* [Given instruction A] Can you extract the passage of the Coqodaq article starting with "MATTHEW SCHNEIER" and going on through "of Baden Baden?", copying it word for word?

* [Text section]
-- Begin --

At the Altar of Korean Fried Chicken
New York magazine|April 8-21, 2024
Coqodaq's owner calls it a cathedral. It feels more like a club.
MATTHEW SCHNEIER
At the Altar of Korean Fried Chicken

THERE COMES A TIME when a New Yorker must pledge allegiance to his or her preferred Korean fried-chicken outpost: Are you a Mad for Chicken man? Pelicana partisan? Or one of the many who still lament the gonebut-not-forgotten charms of Baden Baden?

Simon Kim, who Koreanized the New York steakhouse with Cote (or steakified the KBBQ, depending on your perspective), is hoping a quorum of the wealthy will warm to Coqodaq, his own entrant in the ongoing KFC wars. So far, they have. Since it opened in January, Coqodaq (the French and Korean words for “chicken,” soldered together) has been taunting aspirant diners with nothing more than midnight Resy slots and unfulfilled promises to Notify them. Coqodaq has the low lights, pulsing music, and door-stationed bouncer of a nightclub, and most days, a line for the walk-in seats along the bar and in its front-room lounge starts to form around 4:15 p.m.

-- End --

* [Entries]
-- Begin --

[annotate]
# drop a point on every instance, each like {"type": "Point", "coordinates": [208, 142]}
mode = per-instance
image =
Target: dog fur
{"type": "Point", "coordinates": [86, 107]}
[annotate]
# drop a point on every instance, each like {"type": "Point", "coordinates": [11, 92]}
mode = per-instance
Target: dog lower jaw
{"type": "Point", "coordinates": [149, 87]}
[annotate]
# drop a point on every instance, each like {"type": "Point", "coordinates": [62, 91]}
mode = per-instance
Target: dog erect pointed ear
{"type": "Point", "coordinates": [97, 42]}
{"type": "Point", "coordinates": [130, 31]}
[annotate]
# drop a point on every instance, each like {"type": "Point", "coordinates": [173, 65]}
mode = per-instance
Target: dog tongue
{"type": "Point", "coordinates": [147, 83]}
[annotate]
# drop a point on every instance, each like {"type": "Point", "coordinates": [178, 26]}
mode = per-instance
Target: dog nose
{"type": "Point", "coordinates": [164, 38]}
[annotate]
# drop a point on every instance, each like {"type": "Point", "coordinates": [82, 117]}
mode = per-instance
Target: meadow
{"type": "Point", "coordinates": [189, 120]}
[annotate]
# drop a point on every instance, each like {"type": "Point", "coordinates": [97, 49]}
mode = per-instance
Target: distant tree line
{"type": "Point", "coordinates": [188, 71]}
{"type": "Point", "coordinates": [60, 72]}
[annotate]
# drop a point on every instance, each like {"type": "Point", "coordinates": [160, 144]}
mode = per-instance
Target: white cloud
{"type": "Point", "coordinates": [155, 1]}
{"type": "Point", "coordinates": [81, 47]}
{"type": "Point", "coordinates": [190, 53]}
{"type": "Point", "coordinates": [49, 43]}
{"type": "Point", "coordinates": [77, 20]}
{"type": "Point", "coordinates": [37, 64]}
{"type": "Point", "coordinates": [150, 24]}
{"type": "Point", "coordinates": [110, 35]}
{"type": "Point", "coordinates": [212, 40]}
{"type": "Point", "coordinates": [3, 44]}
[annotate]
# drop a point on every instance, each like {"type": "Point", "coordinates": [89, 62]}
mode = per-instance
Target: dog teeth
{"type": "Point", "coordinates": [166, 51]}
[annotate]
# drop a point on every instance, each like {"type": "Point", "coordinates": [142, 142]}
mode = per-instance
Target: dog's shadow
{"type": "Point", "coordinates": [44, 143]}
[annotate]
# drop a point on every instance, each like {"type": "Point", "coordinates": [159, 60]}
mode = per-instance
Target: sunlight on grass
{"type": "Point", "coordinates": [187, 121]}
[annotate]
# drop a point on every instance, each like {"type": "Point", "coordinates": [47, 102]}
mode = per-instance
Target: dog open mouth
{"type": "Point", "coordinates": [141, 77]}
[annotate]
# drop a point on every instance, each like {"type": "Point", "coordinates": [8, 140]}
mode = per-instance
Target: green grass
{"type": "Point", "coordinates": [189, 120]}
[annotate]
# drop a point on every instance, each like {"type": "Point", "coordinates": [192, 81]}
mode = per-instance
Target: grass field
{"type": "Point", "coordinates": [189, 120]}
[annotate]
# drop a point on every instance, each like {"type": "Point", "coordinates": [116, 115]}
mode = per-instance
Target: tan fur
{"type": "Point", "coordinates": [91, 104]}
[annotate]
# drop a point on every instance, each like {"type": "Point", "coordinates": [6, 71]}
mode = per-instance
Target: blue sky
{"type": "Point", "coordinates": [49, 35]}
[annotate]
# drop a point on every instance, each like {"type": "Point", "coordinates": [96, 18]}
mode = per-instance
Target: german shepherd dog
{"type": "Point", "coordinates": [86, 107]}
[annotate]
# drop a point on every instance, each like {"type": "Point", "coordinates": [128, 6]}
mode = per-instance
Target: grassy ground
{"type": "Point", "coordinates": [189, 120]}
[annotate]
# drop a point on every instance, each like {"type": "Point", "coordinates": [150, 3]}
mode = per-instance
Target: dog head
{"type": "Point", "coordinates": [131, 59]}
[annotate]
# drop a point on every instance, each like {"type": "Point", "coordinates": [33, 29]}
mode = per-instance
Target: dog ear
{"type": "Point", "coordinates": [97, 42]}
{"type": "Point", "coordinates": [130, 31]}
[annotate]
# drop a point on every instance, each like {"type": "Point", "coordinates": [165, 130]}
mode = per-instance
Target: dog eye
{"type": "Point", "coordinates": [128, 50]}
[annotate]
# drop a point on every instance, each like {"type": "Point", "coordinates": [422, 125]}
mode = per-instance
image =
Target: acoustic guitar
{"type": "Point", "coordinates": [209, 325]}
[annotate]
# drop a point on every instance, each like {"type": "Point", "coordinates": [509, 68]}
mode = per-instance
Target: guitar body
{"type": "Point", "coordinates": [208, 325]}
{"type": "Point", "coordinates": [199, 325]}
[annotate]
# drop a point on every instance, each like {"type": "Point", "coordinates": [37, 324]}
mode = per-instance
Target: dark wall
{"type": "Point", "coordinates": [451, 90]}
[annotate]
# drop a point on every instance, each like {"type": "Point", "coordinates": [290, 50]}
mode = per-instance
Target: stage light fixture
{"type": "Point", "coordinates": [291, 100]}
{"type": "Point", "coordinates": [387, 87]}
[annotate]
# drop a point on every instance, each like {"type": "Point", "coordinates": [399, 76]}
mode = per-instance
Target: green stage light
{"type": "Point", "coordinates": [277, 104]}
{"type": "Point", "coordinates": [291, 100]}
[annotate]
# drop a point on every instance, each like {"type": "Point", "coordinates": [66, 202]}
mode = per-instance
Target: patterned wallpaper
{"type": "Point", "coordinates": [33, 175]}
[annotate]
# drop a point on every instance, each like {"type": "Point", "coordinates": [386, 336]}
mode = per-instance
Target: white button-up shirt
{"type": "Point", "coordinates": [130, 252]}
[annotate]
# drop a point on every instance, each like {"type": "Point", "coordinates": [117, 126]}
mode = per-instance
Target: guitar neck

-- End --

* [Given instruction B] Counting case-sensitively, how many lines of the listing above contain the string "green"? Reply with the number alone.

* [Full solution A]
MATTHEW SCHNEIER
At the Altar of Korean Fried Chicken

THERE COMES A TIME when a New Yorker must pledge allegiance to his or her preferred Korean fried-chicken outpost: Are you a Mad for Chicken man? Pelicana partisan? Or one of the many who still lament the gonebut-not-forgotten charms of Baden Baden?

* [Full solution B] 2